begin

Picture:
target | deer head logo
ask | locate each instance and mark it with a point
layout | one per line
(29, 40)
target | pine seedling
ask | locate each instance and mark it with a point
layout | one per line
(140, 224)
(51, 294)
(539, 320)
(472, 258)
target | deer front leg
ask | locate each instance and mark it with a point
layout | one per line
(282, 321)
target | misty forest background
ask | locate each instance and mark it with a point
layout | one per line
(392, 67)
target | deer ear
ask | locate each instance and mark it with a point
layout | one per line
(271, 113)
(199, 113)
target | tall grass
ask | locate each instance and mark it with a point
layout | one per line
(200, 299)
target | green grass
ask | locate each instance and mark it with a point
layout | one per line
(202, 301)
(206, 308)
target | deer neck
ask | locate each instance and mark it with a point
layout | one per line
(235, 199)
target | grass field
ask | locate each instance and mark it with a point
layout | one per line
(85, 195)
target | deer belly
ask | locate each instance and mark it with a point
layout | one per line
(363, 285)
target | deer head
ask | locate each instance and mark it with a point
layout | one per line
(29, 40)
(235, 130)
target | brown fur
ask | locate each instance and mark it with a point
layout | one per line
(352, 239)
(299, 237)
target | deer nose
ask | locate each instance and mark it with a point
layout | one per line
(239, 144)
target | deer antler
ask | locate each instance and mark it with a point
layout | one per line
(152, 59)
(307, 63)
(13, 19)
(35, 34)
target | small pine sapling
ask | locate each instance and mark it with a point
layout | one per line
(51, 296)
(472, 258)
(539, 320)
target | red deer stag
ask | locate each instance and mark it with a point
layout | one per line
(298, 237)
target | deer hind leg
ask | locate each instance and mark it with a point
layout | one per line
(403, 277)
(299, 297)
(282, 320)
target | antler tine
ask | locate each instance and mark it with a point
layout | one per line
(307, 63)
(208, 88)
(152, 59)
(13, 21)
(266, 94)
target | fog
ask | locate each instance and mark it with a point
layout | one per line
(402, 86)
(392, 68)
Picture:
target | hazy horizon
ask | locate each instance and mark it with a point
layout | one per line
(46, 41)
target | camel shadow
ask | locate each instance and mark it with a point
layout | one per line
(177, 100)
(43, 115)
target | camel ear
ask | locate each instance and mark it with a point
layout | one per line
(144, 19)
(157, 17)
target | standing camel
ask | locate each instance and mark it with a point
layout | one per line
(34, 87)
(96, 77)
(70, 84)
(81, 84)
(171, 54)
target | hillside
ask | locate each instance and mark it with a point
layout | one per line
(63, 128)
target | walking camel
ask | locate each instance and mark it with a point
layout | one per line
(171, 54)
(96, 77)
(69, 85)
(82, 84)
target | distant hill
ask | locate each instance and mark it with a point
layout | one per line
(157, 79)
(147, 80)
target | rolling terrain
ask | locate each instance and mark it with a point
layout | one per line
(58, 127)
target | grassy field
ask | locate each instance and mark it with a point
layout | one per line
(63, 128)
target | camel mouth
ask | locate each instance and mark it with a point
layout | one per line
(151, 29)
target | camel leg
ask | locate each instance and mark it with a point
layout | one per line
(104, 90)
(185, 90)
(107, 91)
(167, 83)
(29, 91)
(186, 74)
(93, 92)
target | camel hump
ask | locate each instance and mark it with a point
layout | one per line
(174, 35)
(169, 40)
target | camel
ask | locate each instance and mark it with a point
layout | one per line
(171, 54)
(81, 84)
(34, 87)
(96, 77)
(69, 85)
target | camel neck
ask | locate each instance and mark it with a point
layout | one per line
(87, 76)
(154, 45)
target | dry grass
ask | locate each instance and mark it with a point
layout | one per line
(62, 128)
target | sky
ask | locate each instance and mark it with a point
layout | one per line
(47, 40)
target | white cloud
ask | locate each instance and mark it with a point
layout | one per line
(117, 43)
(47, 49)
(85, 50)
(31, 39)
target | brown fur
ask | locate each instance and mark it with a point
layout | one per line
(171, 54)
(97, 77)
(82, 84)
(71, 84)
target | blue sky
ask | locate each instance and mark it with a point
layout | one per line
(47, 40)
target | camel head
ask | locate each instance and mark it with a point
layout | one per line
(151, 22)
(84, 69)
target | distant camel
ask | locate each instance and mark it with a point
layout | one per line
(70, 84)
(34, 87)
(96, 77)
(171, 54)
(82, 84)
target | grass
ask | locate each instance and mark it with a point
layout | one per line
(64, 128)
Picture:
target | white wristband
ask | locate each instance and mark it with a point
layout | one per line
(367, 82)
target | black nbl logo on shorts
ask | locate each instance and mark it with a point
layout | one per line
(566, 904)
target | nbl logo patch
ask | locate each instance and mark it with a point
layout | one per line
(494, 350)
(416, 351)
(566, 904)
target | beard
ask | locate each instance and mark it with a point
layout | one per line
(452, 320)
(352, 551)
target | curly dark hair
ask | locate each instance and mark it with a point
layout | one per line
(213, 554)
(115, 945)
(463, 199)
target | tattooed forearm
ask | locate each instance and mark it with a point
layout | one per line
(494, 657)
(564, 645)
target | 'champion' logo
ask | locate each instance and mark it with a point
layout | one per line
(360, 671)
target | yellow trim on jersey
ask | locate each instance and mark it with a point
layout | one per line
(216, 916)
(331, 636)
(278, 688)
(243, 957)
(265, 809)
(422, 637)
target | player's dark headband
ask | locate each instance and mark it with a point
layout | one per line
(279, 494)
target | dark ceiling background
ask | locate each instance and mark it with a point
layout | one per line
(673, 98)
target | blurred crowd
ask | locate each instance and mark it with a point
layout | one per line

end

> Task directions:
Extract, exactly, the lines above that begin at the line containing "target | black nbl logo on shorts" and end at the final line of the records; add no other text.

> Final result:
target | black nbl logo on shorts
ask | locate each instance and mark it with a point
layout | one per line
(566, 904)
target | nbl logo patch
ask | locate each instance and mark it with a point
layout | one per line
(494, 350)
(416, 351)
(566, 904)
target | beard
ask | locate each instance and mark it with a point
layout | one per line
(452, 320)
(352, 551)
target | curly dark hair
ask | locate each instance and mark it with a point
layout | one per line
(213, 554)
(115, 945)
(463, 199)
target | tattooed forearm
ask | locate each instance and mark it with a point
layout | one per line
(494, 657)
(564, 645)
target | 'champion' logo
ask | locate each instance and mark it with a point
layout | one per line
(360, 671)
target | yellow trim on jersey
ask | locate each instance and mark it with a point
layout | one per line
(216, 916)
(331, 636)
(278, 688)
(243, 957)
(265, 809)
(422, 637)
target | player's dark headband
ask | locate each instance and mark it with a point
layout | one per line
(279, 494)
target | dark ceiling background
ask | locate each instance and mark it with a point
layout | one per line
(673, 98)
target | blurred crowd
ask | locate each instance and mark it with a point
layout | one per line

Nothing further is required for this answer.